Text segment:
- - -

A 3rd bit of information is that by using parallax and the maximum angle that Mars varies in the sky, you can get a rough estimate of the distance to the planets relative to each other. Copernicus did that so Kepler didn't have to. A bit more on that here. and here.

So Kepler had a lot of information at his fingertips when he got access to Brahe's notes. He knew that Mars was about 1.5 times as far from the Sun as the Earth (from Copernicus) and he knew that Mars orbit was 687 days (not difficult given the heliocentric model), which means, every year and 322 days, Mars is in the same spot relative to the Sun, but the Earth has moved. - So you have 2 still objects and one moving object that's some "43 days" earlier in it's orbit each time Mars is in the same place and by taking that measurement every 687 days, you can learn a lot about the relative position of Mars, Earth and the Sun. And that's what Kepler did.

His two major breakthroughs (in my opinion) were observing that Mars wasn't on the same plane as the Earth (He did that observing Copernicus' observations, not Brahe's - I read that, I can't find the notation right now). And his other breakthrough was to figure out that the Sun wasn't at the center of the Earth's orbit. He did that by measuring the angle between the Earth and Sun and Earth and Mars every 687 days. More on that here.

- - -

Information supplied:
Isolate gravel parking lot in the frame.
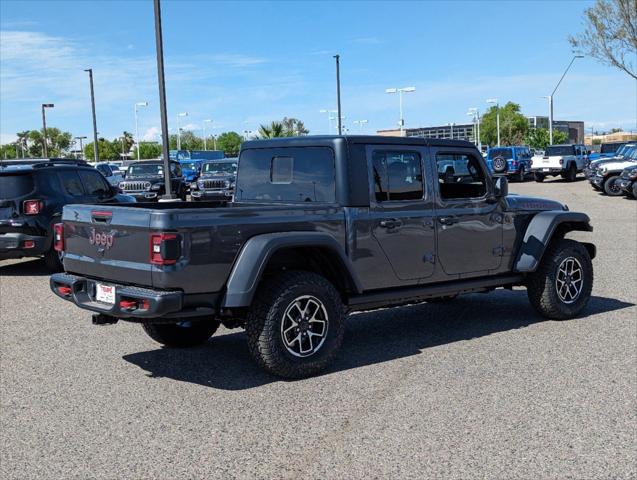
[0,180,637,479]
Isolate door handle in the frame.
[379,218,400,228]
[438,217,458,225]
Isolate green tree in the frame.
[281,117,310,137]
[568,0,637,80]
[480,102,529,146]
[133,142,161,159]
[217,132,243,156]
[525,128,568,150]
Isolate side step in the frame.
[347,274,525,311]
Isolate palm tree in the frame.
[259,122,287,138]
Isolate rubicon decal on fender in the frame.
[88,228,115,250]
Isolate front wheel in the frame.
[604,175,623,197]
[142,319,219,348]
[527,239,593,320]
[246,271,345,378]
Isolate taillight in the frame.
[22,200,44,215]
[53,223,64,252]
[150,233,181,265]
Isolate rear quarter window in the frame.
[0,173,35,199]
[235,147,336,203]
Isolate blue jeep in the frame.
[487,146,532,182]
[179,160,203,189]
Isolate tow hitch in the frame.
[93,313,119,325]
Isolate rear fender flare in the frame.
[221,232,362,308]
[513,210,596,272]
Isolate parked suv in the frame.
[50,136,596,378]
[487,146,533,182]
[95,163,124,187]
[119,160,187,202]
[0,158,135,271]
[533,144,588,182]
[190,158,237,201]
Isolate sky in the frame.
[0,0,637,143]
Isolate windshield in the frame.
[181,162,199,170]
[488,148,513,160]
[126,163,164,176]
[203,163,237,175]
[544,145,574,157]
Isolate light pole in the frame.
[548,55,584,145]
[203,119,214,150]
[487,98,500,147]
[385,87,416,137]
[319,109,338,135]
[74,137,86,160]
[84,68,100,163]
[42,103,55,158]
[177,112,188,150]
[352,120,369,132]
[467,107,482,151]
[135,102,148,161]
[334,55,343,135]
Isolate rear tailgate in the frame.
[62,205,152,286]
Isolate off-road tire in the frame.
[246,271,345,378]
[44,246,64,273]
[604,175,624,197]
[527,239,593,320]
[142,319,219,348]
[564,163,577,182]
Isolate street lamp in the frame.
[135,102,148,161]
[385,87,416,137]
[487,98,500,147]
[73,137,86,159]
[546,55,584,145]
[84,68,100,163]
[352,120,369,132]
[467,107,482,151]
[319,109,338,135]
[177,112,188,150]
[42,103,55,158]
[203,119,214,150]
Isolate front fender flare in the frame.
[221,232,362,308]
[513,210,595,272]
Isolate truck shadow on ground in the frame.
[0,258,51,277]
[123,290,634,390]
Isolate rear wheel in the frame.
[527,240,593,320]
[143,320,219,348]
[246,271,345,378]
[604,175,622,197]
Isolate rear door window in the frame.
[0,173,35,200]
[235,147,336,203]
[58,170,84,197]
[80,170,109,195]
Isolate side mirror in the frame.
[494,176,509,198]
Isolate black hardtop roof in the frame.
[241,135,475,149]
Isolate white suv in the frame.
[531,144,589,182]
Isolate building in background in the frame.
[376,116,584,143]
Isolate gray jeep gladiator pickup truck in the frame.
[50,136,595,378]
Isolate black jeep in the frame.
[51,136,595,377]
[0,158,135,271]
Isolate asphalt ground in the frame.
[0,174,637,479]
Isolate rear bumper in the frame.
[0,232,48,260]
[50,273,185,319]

- - -

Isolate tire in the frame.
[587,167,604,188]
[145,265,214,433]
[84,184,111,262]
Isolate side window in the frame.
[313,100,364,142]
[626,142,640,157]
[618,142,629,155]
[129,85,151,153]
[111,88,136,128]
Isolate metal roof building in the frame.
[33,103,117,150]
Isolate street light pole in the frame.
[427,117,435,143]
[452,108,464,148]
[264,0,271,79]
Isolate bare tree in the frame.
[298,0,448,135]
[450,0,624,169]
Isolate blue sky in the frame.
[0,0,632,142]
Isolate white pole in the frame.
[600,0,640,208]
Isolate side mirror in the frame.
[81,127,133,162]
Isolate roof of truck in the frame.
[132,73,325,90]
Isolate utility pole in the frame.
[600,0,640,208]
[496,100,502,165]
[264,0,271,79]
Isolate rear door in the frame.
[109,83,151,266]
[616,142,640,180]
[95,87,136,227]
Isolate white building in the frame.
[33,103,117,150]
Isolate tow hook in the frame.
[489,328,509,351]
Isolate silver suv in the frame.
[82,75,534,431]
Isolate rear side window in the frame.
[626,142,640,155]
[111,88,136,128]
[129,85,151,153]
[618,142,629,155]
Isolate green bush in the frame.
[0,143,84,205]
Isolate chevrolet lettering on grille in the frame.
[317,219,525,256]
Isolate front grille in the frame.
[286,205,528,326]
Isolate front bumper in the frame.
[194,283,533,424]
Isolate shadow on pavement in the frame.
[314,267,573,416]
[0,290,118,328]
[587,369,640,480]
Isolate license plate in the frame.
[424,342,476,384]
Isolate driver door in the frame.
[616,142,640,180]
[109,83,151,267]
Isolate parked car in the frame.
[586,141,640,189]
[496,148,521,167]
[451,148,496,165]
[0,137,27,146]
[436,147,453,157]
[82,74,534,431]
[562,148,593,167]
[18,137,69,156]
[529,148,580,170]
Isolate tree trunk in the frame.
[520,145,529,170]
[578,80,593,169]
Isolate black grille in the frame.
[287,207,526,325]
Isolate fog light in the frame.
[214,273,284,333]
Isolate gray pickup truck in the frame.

- - -

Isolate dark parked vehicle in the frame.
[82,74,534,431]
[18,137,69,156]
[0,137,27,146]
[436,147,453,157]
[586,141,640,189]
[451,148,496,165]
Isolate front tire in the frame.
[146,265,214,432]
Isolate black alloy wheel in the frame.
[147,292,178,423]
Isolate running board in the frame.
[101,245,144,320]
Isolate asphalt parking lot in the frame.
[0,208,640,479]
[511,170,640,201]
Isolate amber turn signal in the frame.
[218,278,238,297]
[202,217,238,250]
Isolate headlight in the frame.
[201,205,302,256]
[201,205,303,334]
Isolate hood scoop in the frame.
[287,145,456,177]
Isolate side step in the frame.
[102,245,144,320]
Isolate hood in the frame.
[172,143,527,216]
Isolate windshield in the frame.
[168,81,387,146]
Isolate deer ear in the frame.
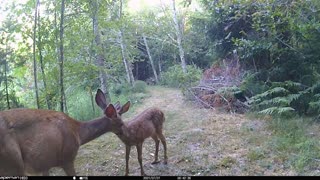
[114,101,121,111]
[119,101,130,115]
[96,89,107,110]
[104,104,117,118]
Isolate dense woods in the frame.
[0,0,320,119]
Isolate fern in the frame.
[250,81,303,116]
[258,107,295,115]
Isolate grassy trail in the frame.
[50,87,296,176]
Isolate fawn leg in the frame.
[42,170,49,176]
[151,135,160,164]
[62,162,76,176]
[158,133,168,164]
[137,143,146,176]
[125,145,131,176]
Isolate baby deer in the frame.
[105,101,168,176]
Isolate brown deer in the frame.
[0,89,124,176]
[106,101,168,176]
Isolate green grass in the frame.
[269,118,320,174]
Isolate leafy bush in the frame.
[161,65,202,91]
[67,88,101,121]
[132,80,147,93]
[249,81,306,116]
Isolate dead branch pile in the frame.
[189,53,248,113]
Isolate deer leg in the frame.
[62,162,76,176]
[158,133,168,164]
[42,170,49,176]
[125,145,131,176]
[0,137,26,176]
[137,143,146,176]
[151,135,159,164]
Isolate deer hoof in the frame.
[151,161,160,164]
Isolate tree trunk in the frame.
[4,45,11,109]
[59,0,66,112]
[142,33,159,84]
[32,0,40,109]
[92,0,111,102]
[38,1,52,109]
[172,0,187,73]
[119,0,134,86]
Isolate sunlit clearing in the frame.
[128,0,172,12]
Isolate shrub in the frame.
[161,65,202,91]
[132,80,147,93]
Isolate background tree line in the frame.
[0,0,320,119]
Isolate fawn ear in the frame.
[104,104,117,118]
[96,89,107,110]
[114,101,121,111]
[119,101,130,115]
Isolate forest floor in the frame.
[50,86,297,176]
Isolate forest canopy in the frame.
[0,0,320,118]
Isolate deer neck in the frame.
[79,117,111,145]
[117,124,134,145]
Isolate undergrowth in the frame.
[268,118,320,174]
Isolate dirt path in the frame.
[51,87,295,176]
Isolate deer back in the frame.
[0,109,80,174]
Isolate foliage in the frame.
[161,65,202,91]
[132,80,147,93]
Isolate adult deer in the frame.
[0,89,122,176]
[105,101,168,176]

- - -

Work instructions:
In the passage on Kepler and Mars, how far from the Sun was Mars known to be compared with Earth?

Completed exercise:
About 1.5 times as far as Earth.